- _PAGE EXCERPT_:
Kenya, officially the Republic of Kenya, is located in East Africa, bordering Somalia, Ethiopia, South Sudan, Uganda and Tanzania; the country’s southeastern coast touches the Indian Ocean. Kenya has a varied landscape encompassing low plains, tropical coastal regions, Savannah grasslands and central highlands. The Great Rift Valley spreads into the country from north to south, and many of Kenya’s lakes can be found here. This area of the country, along with the central highlands, is the primary agricultural region of Kenya, due to fertile soils and heavy rainfall. From the tropical coastal climate to the arid landscapes of the north and east, the climate of the country, as with the landscape, is widely varied.

Kenya is home to numerous species of animal, including buffalo, elephants, lions, leopards, rhinos and wildebeest, making it a popular choice for safaris. Over 1000 species of bird and many different species of reptiles can also be found here. Numerous national parks and game reserves have been established in the region, including Masi Mara, where the famous great wildebeest migration takes place and Mount Kenya National Park, where Mount Kenya, Africa’s second highest peak, can be found. Key environmental issues for the country include water pollution, deforestation, droughts, soil erosion and desertification.

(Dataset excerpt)
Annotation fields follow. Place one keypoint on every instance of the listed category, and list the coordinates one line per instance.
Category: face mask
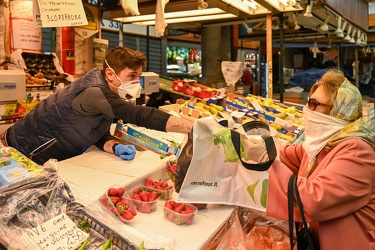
(128, 89)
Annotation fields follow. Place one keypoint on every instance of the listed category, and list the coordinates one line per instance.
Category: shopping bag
(229, 164)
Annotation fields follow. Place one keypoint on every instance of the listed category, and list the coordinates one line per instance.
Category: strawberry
(153, 196)
(173, 204)
(132, 211)
(121, 191)
(136, 199)
(124, 201)
(144, 195)
(114, 199)
(112, 192)
(150, 183)
(127, 215)
(188, 219)
(120, 208)
(104, 200)
(145, 208)
(110, 208)
(168, 205)
(137, 190)
(179, 207)
(174, 168)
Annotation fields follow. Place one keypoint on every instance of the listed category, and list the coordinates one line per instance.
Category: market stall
(105, 170)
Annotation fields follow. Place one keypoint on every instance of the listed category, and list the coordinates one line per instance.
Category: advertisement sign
(62, 13)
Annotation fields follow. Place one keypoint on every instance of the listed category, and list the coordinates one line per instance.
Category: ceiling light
(244, 7)
(309, 8)
(172, 10)
(251, 4)
(338, 29)
(296, 4)
(329, 44)
(296, 26)
(283, 5)
(324, 26)
(352, 36)
(248, 29)
(341, 35)
(284, 2)
(347, 37)
(364, 41)
(189, 19)
(358, 42)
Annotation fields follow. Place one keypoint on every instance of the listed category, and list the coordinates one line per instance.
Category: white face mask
(128, 89)
(319, 128)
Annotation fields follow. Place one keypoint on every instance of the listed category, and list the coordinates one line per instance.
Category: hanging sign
(58, 233)
(62, 13)
(25, 35)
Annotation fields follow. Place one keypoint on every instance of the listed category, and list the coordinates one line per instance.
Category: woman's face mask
(128, 89)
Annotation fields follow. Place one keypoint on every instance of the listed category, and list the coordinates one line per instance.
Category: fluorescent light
(242, 6)
(324, 26)
(309, 9)
(338, 29)
(347, 37)
(251, 4)
(352, 36)
(189, 19)
(283, 5)
(341, 35)
(203, 12)
(285, 2)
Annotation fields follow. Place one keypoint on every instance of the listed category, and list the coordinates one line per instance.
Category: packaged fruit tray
(179, 213)
(44, 199)
(99, 231)
(117, 202)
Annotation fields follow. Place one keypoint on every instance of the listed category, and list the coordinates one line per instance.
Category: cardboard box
(12, 85)
(137, 138)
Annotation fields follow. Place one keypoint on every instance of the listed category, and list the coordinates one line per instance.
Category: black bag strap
(293, 191)
(291, 182)
(270, 146)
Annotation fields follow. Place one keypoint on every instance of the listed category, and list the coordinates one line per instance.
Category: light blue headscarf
(348, 107)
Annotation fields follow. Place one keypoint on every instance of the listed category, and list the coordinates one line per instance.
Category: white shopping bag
(217, 175)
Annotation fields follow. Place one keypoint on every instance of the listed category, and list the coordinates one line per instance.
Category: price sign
(62, 13)
(58, 233)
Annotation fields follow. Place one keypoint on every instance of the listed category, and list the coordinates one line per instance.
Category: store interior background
(195, 50)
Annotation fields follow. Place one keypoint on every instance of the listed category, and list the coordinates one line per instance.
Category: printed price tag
(62, 13)
(58, 233)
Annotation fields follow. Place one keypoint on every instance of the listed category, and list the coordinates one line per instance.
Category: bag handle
(268, 140)
(291, 182)
(293, 191)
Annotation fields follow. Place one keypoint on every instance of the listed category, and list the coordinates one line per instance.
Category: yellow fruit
(213, 110)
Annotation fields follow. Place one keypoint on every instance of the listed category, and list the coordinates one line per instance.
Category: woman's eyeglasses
(312, 103)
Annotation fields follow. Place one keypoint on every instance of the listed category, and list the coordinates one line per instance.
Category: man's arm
(175, 124)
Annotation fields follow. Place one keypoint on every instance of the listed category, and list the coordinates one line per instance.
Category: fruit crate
(38, 195)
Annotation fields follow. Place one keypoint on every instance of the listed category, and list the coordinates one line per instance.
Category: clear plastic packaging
(144, 200)
(164, 188)
(179, 213)
(117, 202)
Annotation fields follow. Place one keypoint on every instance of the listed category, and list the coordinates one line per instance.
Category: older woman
(335, 167)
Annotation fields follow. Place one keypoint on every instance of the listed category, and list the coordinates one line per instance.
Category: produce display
(179, 213)
(162, 188)
(144, 200)
(14, 111)
(118, 203)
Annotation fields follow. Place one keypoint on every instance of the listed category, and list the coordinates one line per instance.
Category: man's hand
(126, 152)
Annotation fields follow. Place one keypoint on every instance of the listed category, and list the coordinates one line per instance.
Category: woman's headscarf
(348, 107)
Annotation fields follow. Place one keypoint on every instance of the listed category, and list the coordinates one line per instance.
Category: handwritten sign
(58, 233)
(62, 13)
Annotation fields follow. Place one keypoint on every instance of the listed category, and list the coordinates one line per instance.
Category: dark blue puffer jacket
(53, 122)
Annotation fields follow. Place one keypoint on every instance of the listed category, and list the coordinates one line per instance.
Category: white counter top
(91, 173)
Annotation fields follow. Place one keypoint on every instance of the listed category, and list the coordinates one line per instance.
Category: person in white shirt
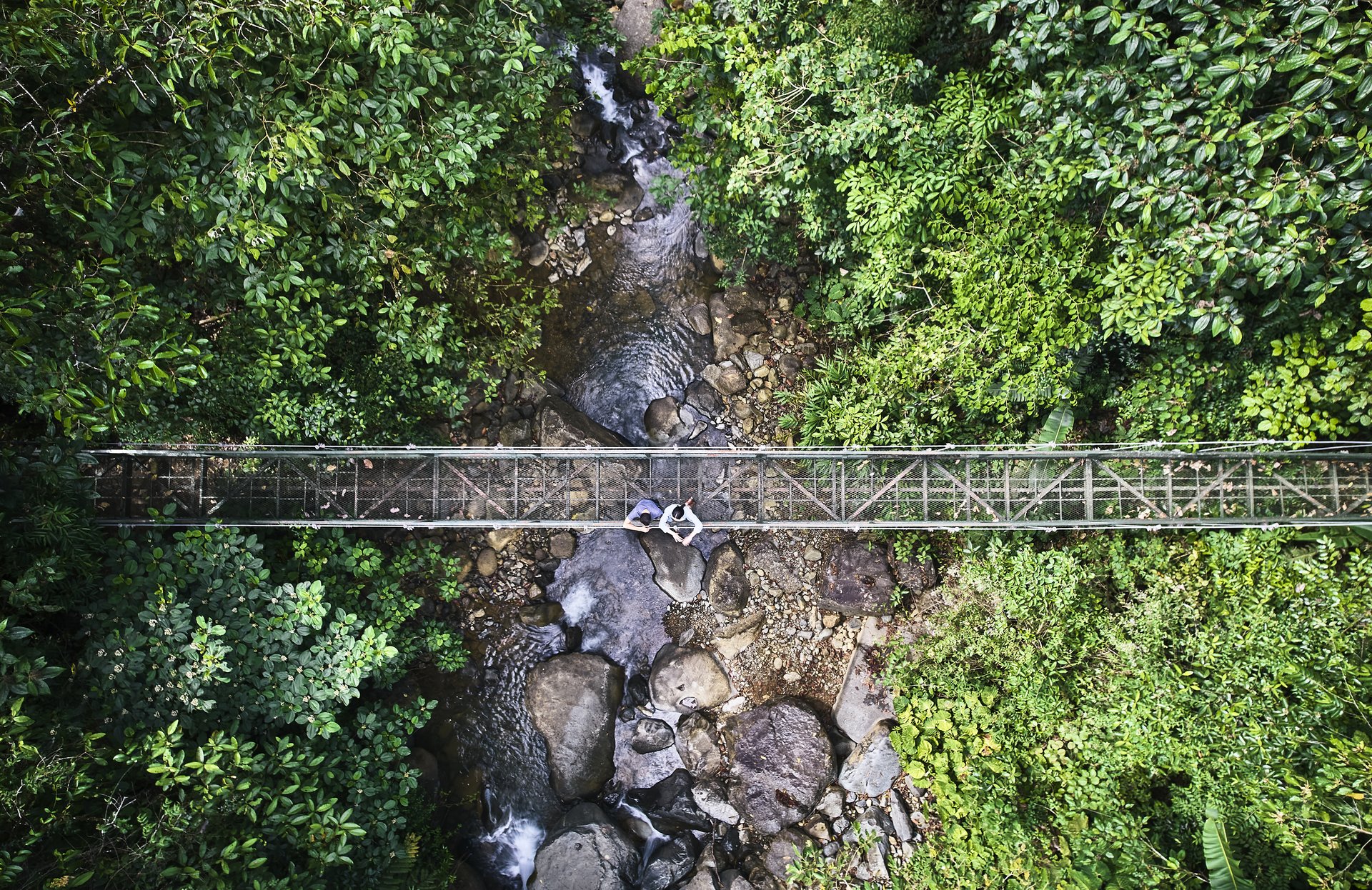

- _WHAT TO WORK ON_: Please continue the passage about Kenya, starting right after its last sentence.

- _WRITTEN RESPONSE_:
PRINCIPAL LEGISLATION AND REGULATOR 

The Constitution of Kenya provides for the protection of the environment, stating that “every person has the right to a clean and healthy environment” including the right to “have the environment protected for the benefit of present and future generations” (Art. 42 and 42(a)). The principal environmental legislation is the Environmental Management and Co-ordination Act (EMCA) Law No. 8 1999, which reiterates the Constitution in stating that “every person in Kenya has the right to a clean and healthy environment and has the duty to safeguard and enhance the environment” (s. 3(1)). The EMCA legislates over all matters pertaining to the environment, including the protection and conservation of the environment; the Environmental Impact Assessment (EIA) process; Environmental Impact Assessment Licenses (EIAL); environmental quality standards; and offences against the environment. 

The EIA process is further governed by the Environmental (Impact Assessment and Audit) Regulations 2003 (EIA Regulations), which detail, amongst other things, the application process and content requirements for an EIA and the terms surrounding the EIAL. According to the Mining Bill 2014, no mineral right will be granted without an EIAL, a social heritage assessment and an approved environmental management plan, and mineral rights may be granted subject to certain conditions relating to the protection of the environment (see s. 40(1) and s. 149(2)).

The EMCA established the National Environment Management Authority (NEMA), which came into operation in 2002 and sits within the Ministry of Environment, Water and Natural Operations. Under the terms of the EMCA, NEMA is charged with the responsibility to coordinate and supervise all matters relating to the environment and is the primary instrument for the implementation of environmental policies. The overseeing of the EIA process and the issuance of an EIAL are the responsibility of NEMA.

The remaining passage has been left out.